* [WHAT TO PRODUCE] Search the records for the string "outline" and copy every line in which it appears.

Segmentation mask data:

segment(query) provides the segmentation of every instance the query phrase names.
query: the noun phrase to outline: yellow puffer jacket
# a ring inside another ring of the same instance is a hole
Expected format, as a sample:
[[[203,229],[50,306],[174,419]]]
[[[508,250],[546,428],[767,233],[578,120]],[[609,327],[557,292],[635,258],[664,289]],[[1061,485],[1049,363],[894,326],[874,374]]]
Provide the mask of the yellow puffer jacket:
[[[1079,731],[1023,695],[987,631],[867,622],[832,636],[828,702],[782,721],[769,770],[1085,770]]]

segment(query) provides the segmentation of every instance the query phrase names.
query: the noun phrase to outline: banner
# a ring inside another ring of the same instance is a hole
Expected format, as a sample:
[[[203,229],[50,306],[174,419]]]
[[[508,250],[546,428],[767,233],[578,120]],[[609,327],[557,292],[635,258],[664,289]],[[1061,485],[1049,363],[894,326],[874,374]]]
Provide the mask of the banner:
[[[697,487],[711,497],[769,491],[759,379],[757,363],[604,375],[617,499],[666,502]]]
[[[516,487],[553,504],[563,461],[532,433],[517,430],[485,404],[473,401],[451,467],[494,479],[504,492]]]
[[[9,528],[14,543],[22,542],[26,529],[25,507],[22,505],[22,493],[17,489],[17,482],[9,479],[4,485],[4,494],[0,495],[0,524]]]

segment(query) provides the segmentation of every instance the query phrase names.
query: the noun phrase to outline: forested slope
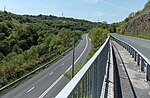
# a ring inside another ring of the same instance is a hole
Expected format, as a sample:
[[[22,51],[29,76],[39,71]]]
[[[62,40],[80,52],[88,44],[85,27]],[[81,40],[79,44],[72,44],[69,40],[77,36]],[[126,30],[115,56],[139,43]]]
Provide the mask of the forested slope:
[[[91,28],[107,24],[0,11],[0,87],[73,46]]]

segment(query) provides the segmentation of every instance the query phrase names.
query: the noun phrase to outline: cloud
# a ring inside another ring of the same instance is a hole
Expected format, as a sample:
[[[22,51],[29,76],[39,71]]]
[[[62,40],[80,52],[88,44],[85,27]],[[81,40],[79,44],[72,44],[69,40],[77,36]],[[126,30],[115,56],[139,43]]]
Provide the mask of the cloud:
[[[116,4],[113,4],[113,3],[110,3],[110,2],[104,1],[104,0],[98,0],[98,1],[99,1],[99,2],[102,2],[102,3],[105,3],[105,4],[107,4],[107,5],[110,5],[110,6],[112,6],[112,7],[115,7],[115,8],[119,8],[119,9],[122,9],[122,10],[134,12],[134,11],[131,10],[131,9],[128,9],[128,8],[125,8],[125,7],[122,7],[122,6],[119,6],[119,5],[116,5]]]
[[[105,13],[96,11],[96,12],[94,12],[93,15],[97,16],[97,17],[101,17],[101,16],[105,16]]]
[[[97,3],[99,2],[99,0],[82,0],[83,2],[86,2],[86,3]]]
[[[125,8],[125,7],[116,5],[116,4],[114,4],[114,3],[107,2],[106,0],[82,0],[82,1],[83,1],[83,2],[86,2],[86,3],[98,3],[98,2],[102,2],[102,3],[106,4],[106,5],[109,5],[109,6],[118,8],[118,9],[122,9],[122,10],[130,11],[130,12],[134,12],[134,11],[131,10],[131,9],[128,9],[128,8]]]

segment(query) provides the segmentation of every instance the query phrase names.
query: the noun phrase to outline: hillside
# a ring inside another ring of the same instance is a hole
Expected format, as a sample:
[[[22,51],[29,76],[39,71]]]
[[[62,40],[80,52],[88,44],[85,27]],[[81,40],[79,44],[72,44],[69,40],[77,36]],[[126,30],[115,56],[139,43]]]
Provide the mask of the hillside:
[[[100,22],[0,11],[0,88],[58,57],[97,26],[108,28]]]
[[[142,10],[131,13],[121,22],[118,32],[135,36],[150,35],[150,0]]]

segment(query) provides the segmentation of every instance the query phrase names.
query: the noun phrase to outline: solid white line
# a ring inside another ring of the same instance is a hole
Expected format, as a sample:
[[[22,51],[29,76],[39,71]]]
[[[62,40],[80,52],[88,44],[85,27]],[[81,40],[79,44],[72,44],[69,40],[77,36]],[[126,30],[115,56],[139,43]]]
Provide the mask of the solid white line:
[[[88,46],[88,40],[87,40],[87,36],[86,36],[86,47],[84,48],[83,52],[81,53],[81,55],[76,59],[76,61],[74,62],[74,64],[77,63],[77,61],[81,58],[81,56],[83,55],[83,53],[85,52],[87,46]],[[66,70],[66,72],[68,72],[70,69],[72,68],[72,65]],[[64,75],[61,75],[44,93],[42,93],[39,98],[43,98],[60,80],[61,78],[63,78]]]
[[[53,74],[53,72],[52,73],[50,73],[49,75],[51,76]]]
[[[30,91],[32,91],[34,89],[34,87],[30,88],[27,92],[29,93]]]
[[[81,56],[83,55],[83,53],[85,52],[85,50],[86,50],[86,48],[87,48],[87,46],[88,46],[87,36],[86,36],[86,43],[87,43],[87,44],[86,44],[86,46],[85,46],[83,52],[82,52],[81,55],[76,59],[76,61],[74,62],[74,64],[76,64],[76,63],[78,62],[78,60],[81,58]],[[71,68],[72,68],[72,65],[67,69],[66,72],[68,72]]]
[[[39,96],[39,98],[43,98],[63,77],[64,75],[61,75],[42,95]]]

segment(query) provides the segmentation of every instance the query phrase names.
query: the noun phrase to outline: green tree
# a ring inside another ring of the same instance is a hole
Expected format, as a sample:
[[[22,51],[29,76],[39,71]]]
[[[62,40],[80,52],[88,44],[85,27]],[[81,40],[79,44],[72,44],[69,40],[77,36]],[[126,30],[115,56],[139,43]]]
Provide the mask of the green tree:
[[[23,50],[17,44],[13,46],[12,51],[16,52],[17,54],[21,54],[23,52]]]
[[[0,61],[3,60],[4,55],[2,53],[0,53]]]
[[[6,23],[2,22],[0,23],[0,32],[4,33],[6,36],[9,36],[9,28],[6,25]]]

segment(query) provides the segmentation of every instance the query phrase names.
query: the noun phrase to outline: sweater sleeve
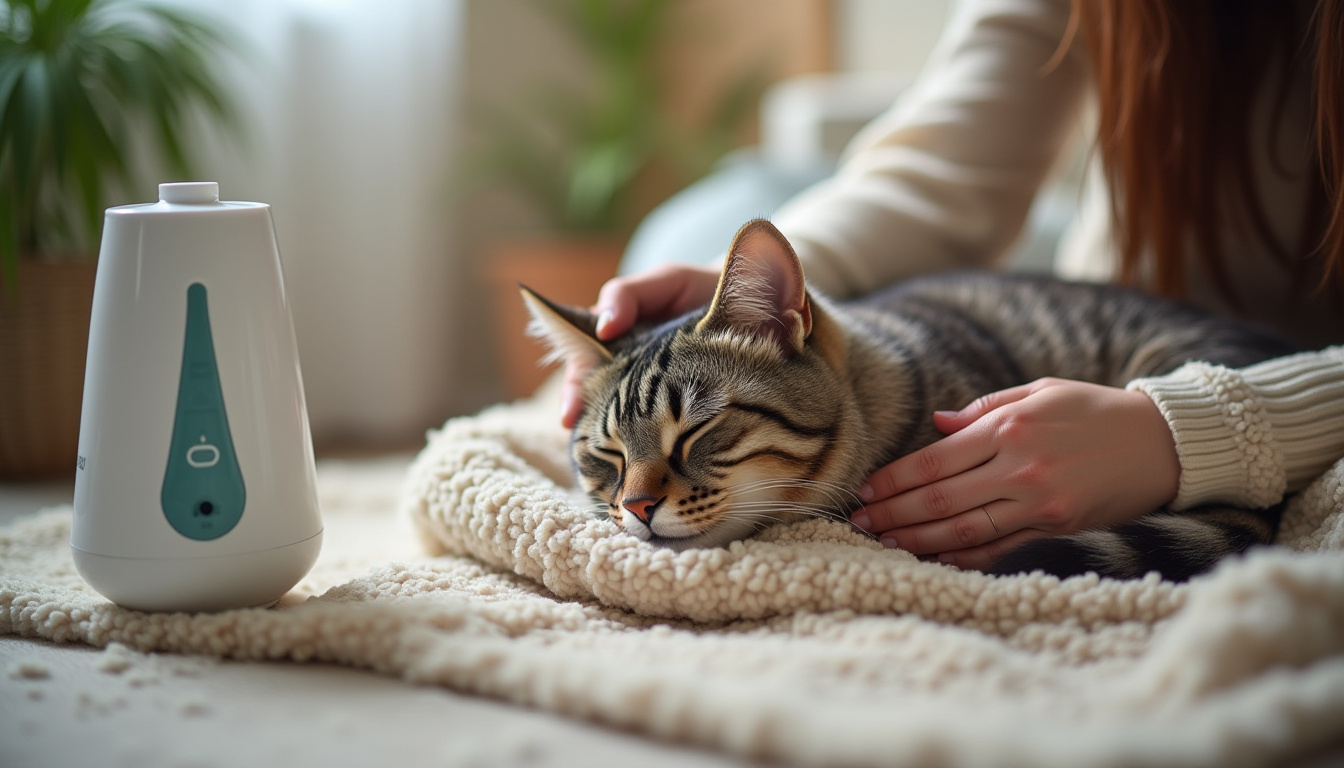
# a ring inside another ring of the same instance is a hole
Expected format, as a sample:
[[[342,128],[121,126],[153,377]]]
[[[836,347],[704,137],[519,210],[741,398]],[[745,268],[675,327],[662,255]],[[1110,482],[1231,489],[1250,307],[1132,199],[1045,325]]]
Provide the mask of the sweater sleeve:
[[[775,214],[808,282],[844,298],[1006,250],[1079,122],[1086,64],[1081,40],[1061,52],[1068,23],[1068,0],[955,4],[917,81]]]
[[[1187,363],[1129,389],[1152,398],[1176,439],[1176,509],[1269,506],[1344,457],[1344,346],[1241,369]]]

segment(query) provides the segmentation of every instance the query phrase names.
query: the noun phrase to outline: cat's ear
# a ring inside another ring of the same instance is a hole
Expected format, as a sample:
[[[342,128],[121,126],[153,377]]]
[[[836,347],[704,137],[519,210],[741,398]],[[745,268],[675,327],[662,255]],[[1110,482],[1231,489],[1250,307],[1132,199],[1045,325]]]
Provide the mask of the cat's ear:
[[[732,329],[770,339],[787,355],[803,351],[812,333],[803,265],[775,225],[756,219],[737,231],[714,302],[696,329]]]
[[[564,361],[593,366],[611,361],[611,350],[597,339],[596,315],[586,309],[556,304],[525,285],[519,285],[518,289],[532,314],[527,332],[551,348],[544,364]]]

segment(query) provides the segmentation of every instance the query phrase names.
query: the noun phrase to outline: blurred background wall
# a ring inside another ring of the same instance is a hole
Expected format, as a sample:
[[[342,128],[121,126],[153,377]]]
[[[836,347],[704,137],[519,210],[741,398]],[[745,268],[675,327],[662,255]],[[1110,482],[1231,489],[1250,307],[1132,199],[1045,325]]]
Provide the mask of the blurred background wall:
[[[249,133],[230,141],[203,127],[202,175],[225,198],[274,207],[320,453],[414,448],[426,428],[517,394],[493,332],[488,276],[500,243],[580,235],[619,249],[643,214],[694,180],[687,168],[712,167],[655,158],[600,231],[567,231],[518,189],[490,183],[477,161],[498,145],[501,115],[582,112],[602,82],[591,46],[549,7],[559,2],[227,3],[246,40],[229,76]],[[752,81],[729,130],[732,146],[749,146],[759,98],[780,81],[913,76],[949,2],[673,0],[653,54],[657,119],[694,144],[731,101],[728,84]],[[140,196],[153,197],[152,187]]]

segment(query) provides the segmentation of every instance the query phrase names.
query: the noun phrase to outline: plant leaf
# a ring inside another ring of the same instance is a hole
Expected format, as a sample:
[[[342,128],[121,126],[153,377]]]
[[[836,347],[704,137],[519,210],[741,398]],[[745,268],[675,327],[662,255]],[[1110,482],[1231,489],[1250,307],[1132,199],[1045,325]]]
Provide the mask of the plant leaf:
[[[0,259],[96,238],[105,196],[134,182],[141,130],[175,172],[193,109],[237,130],[215,70],[237,38],[218,21],[143,0],[0,1]]]

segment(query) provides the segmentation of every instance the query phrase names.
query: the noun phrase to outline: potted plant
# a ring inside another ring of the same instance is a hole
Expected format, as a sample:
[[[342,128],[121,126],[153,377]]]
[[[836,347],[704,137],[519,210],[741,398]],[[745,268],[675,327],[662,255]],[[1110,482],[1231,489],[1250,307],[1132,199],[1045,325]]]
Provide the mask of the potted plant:
[[[638,220],[648,212],[641,188],[651,175],[675,190],[706,172],[734,144],[767,82],[765,68],[740,74],[695,125],[669,104],[666,48],[679,19],[670,0],[543,0],[585,54],[582,84],[547,83],[512,110],[481,112],[487,140],[468,153],[469,173],[521,195],[545,232],[511,236],[492,248],[486,280],[496,305],[501,363],[509,397],[530,393],[544,376],[542,348],[523,332],[518,284],[561,302],[591,301],[615,274]],[[655,201],[656,202],[656,201]]]
[[[191,176],[195,110],[236,127],[230,47],[140,0],[0,0],[0,478],[73,475],[103,211],[146,160]]]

* [FINISHED EXERCISE]
query: the noun phrase to outline: yellow puffer jacket
query: the noun phrase to outline: banner
query: the noun phrase to outline: forested slope
query: the noun phrase to outline: cloud
query: the noun phrase to outline: hillside
query: the noun phrase to outline: solid white line
query: the noun phrase to outline: green tree
query: the noun phrase to outline: sweater sleeve
query: the noun phrase to outline: cat's ear
query: the noun phrase to outline: blurred background wall
query: the noun phrase to outline: plant leaf
query: the noun phrase to outline: potted plant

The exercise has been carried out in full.